◆ Task prompt ◆
Transcribe the records below, from the line containing "point: the thin" down to the end of the records, with both of those lines included.

■ ■ ■

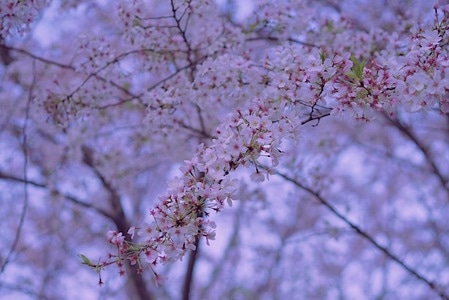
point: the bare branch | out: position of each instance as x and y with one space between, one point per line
433 286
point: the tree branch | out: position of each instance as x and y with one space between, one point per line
366 236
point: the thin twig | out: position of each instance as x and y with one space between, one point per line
366 235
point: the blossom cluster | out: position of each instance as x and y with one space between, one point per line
294 79
206 185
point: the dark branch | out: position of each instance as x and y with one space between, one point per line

■ ■ ■

◆ Exercise output ◆
point: the thin twig | out: position of each instance as x and y with one space between, one point per line
366 235
point: the blossom cluster | out: position of each instance as x and y with one space between, one point per line
294 79
206 185
point: the dark branch | out: position of each instance as x and y with one space between, one point per line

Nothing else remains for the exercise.